** BEGIN MATERIAL PROVIDED **

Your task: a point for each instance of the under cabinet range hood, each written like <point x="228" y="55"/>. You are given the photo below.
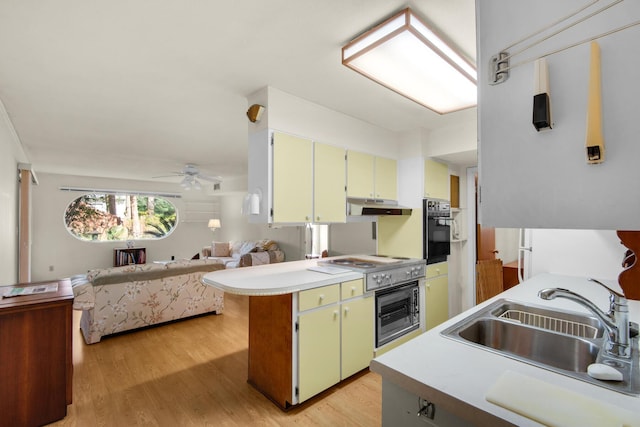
<point x="375" y="207"/>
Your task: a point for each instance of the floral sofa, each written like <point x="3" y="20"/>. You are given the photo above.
<point x="244" y="253"/>
<point x="123" y="298"/>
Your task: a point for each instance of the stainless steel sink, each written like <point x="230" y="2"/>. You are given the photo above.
<point x="537" y="345"/>
<point x="561" y="341"/>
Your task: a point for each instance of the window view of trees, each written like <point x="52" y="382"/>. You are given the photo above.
<point x="108" y="217"/>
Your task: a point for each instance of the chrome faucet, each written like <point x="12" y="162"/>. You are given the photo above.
<point x="616" y="320"/>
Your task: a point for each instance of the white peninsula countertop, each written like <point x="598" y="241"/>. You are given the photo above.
<point x="457" y="376"/>
<point x="276" y="279"/>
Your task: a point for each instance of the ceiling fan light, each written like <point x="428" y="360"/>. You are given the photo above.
<point x="404" y="55"/>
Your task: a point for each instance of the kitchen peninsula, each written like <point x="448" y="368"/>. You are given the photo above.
<point x="299" y="321"/>
<point x="314" y="323"/>
<point x="455" y="377"/>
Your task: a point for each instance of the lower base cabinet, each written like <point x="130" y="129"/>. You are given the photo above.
<point x="436" y="294"/>
<point x="333" y="327"/>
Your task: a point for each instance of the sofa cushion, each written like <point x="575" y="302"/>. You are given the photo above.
<point x="239" y="248"/>
<point x="220" y="249"/>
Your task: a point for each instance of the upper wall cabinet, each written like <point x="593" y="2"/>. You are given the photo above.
<point x="369" y="176"/>
<point x="300" y="181"/>
<point x="292" y="179"/>
<point x="542" y="179"/>
<point x="436" y="180"/>
<point x="329" y="202"/>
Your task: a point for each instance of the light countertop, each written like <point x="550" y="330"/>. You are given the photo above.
<point x="275" y="279"/>
<point x="457" y="375"/>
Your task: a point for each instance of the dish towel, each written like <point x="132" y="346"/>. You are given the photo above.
<point x="556" y="406"/>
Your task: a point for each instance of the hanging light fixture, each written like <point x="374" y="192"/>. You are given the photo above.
<point x="406" y="56"/>
<point x="214" y="224"/>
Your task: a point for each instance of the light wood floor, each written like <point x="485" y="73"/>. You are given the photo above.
<point x="194" y="373"/>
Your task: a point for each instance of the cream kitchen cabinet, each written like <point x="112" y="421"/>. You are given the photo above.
<point x="329" y="182"/>
<point x="436" y="180"/>
<point x="301" y="181"/>
<point x="292" y="179"/>
<point x="335" y="338"/>
<point x="437" y="294"/>
<point x="370" y="176"/>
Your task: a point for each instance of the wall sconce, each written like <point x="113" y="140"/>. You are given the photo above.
<point x="214" y="224"/>
<point x="252" y="202"/>
<point x="254" y="113"/>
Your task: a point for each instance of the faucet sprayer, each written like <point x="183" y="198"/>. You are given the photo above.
<point x="616" y="320"/>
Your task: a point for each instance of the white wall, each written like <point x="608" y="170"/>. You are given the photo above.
<point x="297" y="116"/>
<point x="9" y="147"/>
<point x="584" y="253"/>
<point x="56" y="253"/>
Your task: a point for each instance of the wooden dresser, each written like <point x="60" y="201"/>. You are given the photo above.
<point x="35" y="355"/>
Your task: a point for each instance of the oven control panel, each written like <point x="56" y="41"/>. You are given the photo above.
<point x="395" y="276"/>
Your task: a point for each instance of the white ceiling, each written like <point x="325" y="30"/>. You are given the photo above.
<point x="137" y="88"/>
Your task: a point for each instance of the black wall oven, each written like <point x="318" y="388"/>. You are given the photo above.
<point x="397" y="312"/>
<point x="436" y="229"/>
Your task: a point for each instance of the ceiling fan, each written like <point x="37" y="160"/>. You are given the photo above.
<point x="191" y="176"/>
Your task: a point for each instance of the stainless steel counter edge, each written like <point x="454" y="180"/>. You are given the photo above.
<point x="458" y="375"/>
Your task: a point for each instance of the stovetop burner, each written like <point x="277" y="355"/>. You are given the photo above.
<point x="381" y="271"/>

** END MATERIAL PROVIDED **

> **GOAL**
Repeat word for word every line from the one that holds "Your task: a point for each instance of the black" to the end. Both ends count.

> **ANSWER TO THE EXERCISE**
Your task: a point for each instance of the black wall oven, each written like <point x="318" y="388"/>. You are given the photo above.
<point x="397" y="312"/>
<point x="436" y="229"/>
Your task: a point for each instance of the ceiling fan, each written like <point x="37" y="160"/>. You are given the photo above.
<point x="191" y="176"/>
Your task: a point for each instance of the stainless steel counter edge, each written like <point x="454" y="180"/>. You are given the photo above.
<point x="458" y="375"/>
Your task: a point for each instance of the stovetop burner, each written like <point x="277" y="355"/>. You are given the photo above.
<point x="381" y="271"/>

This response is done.